• _SET TASK_:
Update the listing below by changing every instance of "Mark the area" to "Outline the region" and leaving every other word the same.
** start **
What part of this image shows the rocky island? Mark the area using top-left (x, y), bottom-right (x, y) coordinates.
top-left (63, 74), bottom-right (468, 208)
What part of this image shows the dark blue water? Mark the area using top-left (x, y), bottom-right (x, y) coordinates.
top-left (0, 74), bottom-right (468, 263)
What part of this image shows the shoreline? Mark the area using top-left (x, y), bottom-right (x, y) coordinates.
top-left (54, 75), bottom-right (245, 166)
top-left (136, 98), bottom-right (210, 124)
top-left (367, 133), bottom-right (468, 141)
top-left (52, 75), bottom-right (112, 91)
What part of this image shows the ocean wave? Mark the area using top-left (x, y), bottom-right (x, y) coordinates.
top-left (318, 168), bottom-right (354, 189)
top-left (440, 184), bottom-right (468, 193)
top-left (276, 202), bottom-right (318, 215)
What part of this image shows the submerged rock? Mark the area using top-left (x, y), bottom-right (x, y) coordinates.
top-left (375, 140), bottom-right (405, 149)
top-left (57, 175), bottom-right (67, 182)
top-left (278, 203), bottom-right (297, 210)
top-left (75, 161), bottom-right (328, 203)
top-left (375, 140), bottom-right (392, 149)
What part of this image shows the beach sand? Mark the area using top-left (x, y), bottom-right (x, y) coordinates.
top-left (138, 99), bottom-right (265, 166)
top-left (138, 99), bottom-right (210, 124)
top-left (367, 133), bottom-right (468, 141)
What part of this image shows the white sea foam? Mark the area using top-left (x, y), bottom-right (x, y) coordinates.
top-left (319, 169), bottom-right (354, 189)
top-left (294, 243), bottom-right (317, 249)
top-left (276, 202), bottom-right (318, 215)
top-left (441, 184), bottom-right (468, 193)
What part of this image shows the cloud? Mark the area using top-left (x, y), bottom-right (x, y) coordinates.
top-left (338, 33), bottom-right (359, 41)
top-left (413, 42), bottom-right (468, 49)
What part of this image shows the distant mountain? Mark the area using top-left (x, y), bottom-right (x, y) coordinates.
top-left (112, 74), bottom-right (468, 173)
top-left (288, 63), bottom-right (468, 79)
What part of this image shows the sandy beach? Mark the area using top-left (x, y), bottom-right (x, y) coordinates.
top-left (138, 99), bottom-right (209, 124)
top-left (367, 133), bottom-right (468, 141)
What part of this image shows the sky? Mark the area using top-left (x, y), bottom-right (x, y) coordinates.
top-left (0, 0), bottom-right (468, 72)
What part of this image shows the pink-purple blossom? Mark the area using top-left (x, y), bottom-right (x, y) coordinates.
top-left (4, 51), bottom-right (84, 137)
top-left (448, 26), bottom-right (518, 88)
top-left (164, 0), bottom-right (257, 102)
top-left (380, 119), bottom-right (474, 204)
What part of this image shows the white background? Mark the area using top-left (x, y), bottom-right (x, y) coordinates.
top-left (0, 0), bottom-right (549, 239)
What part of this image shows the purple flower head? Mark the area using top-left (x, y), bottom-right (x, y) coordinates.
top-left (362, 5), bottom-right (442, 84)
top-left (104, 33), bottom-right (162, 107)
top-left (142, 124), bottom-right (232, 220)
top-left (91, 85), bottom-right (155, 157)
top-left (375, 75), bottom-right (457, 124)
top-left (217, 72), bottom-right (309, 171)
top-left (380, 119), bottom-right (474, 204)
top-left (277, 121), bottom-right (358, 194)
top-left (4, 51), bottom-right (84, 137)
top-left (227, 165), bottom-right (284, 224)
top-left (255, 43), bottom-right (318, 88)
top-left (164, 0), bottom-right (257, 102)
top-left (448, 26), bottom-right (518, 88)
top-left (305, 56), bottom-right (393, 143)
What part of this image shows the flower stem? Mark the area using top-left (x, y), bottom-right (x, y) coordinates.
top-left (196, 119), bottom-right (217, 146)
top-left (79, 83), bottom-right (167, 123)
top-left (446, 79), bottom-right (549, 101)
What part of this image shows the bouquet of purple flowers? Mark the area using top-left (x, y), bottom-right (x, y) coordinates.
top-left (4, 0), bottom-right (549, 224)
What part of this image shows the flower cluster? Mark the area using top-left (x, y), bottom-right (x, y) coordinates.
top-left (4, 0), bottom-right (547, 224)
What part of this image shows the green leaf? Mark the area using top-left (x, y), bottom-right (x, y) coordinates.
** end **
• _ANSWER TO THE TASK_:
What part of this image shows the rocky island? Outline the region using top-left (x, y), bottom-right (x, y) coordinates.
top-left (63, 74), bottom-right (468, 208)
What part of this image shows the dark blue water? Outline the region using top-left (x, y), bottom-right (x, y) coordinates.
top-left (0, 74), bottom-right (468, 263)
What part of this image shows the shoreline? Outline the region using top-left (x, y), bottom-right (x, y) coordinates.
top-left (54, 75), bottom-right (245, 166)
top-left (136, 98), bottom-right (210, 124)
top-left (367, 133), bottom-right (468, 141)
top-left (52, 75), bottom-right (112, 91)
What part of this image shows the ocean wave? Outline the region using top-left (x, y), bottom-right (x, y) coordinates.
top-left (318, 168), bottom-right (354, 189)
top-left (440, 184), bottom-right (468, 193)
top-left (276, 202), bottom-right (318, 215)
What part of this image shows the submerged rock? Outline the region using top-left (x, y), bottom-right (x, y) coordinates.
top-left (375, 140), bottom-right (405, 149)
top-left (57, 175), bottom-right (67, 182)
top-left (278, 203), bottom-right (297, 210)
top-left (75, 161), bottom-right (328, 203)
top-left (375, 140), bottom-right (392, 149)
What part of this image shows the beach sand? Outline the region using top-left (x, y), bottom-right (x, y) coordinates.
top-left (138, 99), bottom-right (265, 166)
top-left (138, 99), bottom-right (210, 124)
top-left (367, 133), bottom-right (468, 141)
What part of this image shows the white sea foam? Outline the region using top-left (x, y), bottom-right (x, y) coordinates.
top-left (319, 169), bottom-right (354, 189)
top-left (294, 243), bottom-right (317, 249)
top-left (276, 202), bottom-right (318, 215)
top-left (441, 184), bottom-right (468, 193)
What part of this image shows the cloud? Outline the region using top-left (x, y), bottom-right (x, y) coordinates.
top-left (338, 33), bottom-right (359, 41)
top-left (413, 42), bottom-right (468, 49)
What part of this image shows the distant mountain? Outline the region using top-left (x, y), bottom-right (x, y) coordinates.
top-left (112, 74), bottom-right (468, 173)
top-left (288, 63), bottom-right (468, 79)
What part of this image shows the sandy beach? Outline the region using top-left (x, y), bottom-right (x, y) coordinates.
top-left (138, 99), bottom-right (209, 124)
top-left (367, 133), bottom-right (468, 141)
What part of this image shows the sky? Outline the region using top-left (x, y), bottom-right (x, y) coordinates.
top-left (0, 0), bottom-right (468, 72)
What part of this image shows the pink-purple blossom? Outline the region using top-left (x, y), bottom-right (x, y) coordinates.
top-left (4, 51), bottom-right (84, 137)
top-left (448, 26), bottom-right (518, 88)
top-left (164, 0), bottom-right (257, 102)
top-left (380, 119), bottom-right (474, 204)
What part of this image shows the white background? Outline the region using top-left (x, y), bottom-right (x, y) coordinates.
top-left (0, 0), bottom-right (549, 239)
What part of this image shows the purple flower head? Outline the region using top-left (x, y), bottom-right (x, y) coordinates.
top-left (362, 5), bottom-right (442, 84)
top-left (104, 33), bottom-right (162, 107)
top-left (142, 124), bottom-right (232, 220)
top-left (91, 85), bottom-right (155, 157)
top-left (375, 75), bottom-right (457, 124)
top-left (217, 72), bottom-right (309, 171)
top-left (380, 119), bottom-right (474, 204)
top-left (277, 121), bottom-right (358, 194)
top-left (4, 51), bottom-right (84, 137)
top-left (227, 165), bottom-right (284, 224)
top-left (255, 43), bottom-right (318, 88)
top-left (164, 0), bottom-right (257, 102)
top-left (448, 26), bottom-right (518, 88)
top-left (305, 56), bottom-right (393, 143)
What part of this image shows the flower stem? Outline the region using top-left (x, y), bottom-right (x, y) coordinates.
top-left (196, 119), bottom-right (217, 146)
top-left (79, 83), bottom-right (167, 123)
top-left (446, 79), bottom-right (549, 101)
What part of this image shows the bouquet of purple flowers? Outline the region using top-left (x, y), bottom-right (x, y) coordinates.
top-left (4, 0), bottom-right (549, 224)
What part of this image shows the flower cluster? Outline the region using top-left (x, y), bottom-right (x, y) coordinates.
top-left (4, 0), bottom-right (547, 224)
What part of this image shows the green leaf? Outline the region using top-left (x, y), bottom-right (x, y) coordinates.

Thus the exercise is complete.